** TASK GOAL **
Everything from the line containing "muddy water and give integer pixel coordinates." through the last line of the records below should be printed exactly, please, and nothing else.

** EXERCISE INPUT **
* * * *

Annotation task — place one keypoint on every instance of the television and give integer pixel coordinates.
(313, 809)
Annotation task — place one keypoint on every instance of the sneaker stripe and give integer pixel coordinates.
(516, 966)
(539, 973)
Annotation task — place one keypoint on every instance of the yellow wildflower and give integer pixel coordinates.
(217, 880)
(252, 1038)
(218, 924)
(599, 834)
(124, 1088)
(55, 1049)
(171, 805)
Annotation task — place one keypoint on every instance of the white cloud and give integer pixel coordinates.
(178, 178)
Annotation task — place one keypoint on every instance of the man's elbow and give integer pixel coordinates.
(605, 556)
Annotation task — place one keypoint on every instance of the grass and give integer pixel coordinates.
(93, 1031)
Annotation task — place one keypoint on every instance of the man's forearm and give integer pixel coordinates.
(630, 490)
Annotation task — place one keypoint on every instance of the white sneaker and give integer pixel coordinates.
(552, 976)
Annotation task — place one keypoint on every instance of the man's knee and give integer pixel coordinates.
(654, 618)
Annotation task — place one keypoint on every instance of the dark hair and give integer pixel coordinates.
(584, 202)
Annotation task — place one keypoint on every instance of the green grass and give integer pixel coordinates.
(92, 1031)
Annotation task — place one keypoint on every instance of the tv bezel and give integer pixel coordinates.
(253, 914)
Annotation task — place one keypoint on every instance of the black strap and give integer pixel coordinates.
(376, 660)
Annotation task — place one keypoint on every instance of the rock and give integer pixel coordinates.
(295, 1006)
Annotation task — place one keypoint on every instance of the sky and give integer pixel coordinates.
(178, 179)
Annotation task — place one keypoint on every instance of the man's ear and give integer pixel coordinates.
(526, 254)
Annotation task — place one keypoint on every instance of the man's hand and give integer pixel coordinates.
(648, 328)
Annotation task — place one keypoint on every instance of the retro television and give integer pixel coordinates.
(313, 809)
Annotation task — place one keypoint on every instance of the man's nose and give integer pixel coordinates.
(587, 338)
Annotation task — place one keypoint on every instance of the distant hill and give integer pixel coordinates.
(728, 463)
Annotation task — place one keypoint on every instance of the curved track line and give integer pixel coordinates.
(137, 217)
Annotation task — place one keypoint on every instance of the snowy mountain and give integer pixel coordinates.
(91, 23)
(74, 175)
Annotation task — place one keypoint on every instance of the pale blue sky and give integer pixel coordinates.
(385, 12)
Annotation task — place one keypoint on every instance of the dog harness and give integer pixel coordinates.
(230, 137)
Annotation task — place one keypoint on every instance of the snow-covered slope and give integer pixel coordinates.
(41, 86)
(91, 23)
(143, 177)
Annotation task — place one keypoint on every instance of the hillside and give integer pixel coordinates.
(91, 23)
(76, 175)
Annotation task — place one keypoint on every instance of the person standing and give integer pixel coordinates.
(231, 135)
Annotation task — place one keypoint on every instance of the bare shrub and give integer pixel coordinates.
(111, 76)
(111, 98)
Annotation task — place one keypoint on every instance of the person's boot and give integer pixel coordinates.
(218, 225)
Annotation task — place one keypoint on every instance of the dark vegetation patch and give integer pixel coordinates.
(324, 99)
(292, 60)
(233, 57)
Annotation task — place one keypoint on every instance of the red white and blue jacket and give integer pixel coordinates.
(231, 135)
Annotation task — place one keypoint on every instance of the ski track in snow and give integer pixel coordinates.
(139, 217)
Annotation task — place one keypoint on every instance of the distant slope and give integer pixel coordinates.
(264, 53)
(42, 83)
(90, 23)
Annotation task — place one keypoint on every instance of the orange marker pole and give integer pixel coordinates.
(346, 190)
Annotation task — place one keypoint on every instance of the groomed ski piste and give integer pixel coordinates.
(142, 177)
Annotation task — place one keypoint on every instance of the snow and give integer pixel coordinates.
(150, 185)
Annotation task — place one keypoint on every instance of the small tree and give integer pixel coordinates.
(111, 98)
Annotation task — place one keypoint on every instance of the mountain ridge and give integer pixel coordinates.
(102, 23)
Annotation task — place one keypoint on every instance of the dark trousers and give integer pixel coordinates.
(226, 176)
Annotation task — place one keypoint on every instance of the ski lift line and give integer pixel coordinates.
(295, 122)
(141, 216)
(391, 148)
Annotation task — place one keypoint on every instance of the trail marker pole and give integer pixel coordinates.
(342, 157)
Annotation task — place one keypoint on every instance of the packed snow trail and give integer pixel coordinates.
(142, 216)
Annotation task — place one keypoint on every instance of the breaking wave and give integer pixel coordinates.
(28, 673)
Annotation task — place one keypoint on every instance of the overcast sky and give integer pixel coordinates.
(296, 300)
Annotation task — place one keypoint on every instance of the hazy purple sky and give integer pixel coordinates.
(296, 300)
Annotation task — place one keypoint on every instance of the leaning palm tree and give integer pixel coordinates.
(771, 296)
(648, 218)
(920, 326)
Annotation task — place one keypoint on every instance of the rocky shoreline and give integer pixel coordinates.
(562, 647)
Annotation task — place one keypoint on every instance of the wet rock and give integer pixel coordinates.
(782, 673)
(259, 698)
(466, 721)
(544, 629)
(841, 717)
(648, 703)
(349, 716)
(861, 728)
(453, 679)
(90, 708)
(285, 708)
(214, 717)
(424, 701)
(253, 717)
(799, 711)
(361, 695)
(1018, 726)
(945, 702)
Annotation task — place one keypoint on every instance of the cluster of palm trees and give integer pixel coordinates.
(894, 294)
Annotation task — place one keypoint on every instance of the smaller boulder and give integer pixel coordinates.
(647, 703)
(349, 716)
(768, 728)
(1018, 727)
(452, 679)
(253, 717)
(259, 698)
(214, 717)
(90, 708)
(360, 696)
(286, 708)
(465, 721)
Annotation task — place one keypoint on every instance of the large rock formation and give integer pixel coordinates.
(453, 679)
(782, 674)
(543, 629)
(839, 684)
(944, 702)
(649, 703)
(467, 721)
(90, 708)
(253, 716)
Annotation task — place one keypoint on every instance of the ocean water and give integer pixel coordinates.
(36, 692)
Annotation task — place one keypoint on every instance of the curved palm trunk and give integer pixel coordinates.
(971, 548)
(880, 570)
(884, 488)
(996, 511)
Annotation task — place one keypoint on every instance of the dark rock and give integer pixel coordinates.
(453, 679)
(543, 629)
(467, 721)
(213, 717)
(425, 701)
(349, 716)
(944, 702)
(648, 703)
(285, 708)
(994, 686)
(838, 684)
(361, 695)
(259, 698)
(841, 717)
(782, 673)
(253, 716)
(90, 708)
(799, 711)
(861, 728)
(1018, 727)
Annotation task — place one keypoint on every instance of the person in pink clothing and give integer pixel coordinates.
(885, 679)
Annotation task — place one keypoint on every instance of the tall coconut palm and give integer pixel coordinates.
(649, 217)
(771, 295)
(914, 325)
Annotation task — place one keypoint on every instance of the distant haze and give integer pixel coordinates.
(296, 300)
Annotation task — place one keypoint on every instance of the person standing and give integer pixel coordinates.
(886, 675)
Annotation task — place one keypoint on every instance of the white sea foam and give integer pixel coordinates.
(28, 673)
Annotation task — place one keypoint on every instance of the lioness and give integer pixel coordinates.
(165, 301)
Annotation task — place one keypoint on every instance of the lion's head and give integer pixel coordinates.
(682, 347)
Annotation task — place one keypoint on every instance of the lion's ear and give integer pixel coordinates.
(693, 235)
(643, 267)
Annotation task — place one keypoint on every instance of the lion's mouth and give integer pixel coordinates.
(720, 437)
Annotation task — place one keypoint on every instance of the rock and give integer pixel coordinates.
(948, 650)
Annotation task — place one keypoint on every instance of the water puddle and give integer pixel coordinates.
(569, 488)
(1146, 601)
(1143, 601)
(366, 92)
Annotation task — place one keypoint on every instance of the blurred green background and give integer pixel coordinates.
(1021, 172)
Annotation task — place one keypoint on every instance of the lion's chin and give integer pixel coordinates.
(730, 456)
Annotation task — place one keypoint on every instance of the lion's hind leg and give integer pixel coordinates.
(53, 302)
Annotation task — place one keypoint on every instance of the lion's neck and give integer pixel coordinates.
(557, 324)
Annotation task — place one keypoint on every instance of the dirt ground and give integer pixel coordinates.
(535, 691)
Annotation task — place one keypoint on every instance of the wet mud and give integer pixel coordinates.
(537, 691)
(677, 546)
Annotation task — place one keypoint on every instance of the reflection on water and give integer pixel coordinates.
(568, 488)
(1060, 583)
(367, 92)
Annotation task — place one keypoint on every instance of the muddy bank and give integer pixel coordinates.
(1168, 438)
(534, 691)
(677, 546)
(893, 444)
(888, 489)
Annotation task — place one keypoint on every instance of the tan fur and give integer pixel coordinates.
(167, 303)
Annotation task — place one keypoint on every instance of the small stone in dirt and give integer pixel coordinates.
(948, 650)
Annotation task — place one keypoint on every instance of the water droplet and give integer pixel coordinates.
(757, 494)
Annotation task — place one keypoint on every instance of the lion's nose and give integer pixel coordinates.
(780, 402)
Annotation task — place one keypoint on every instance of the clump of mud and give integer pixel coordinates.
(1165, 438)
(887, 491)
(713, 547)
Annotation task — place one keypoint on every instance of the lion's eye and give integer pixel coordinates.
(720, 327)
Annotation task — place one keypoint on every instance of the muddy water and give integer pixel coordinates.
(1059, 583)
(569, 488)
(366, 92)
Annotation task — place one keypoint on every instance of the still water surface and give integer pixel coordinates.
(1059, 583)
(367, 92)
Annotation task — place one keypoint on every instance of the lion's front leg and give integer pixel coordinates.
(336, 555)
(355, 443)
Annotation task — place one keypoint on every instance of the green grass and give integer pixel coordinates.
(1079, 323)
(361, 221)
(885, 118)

* * * *

** REPLY **
Annotation task — place one keypoint on every instance of the muddy water and give integer pixel coordinates.
(1059, 583)
(569, 488)
(366, 92)
Annotation task — place one keypoint on every instance of the still water surface and give integer pixel coordinates.
(1059, 583)
(367, 92)
Annotation task — place one keypoint on every instance of the lion's front leg and give integer pixel coordinates.
(336, 555)
(355, 443)
Annotation task — place one keypoint on every instance of the green grass and give integer pixel coordinates.
(1079, 323)
(361, 221)
(885, 118)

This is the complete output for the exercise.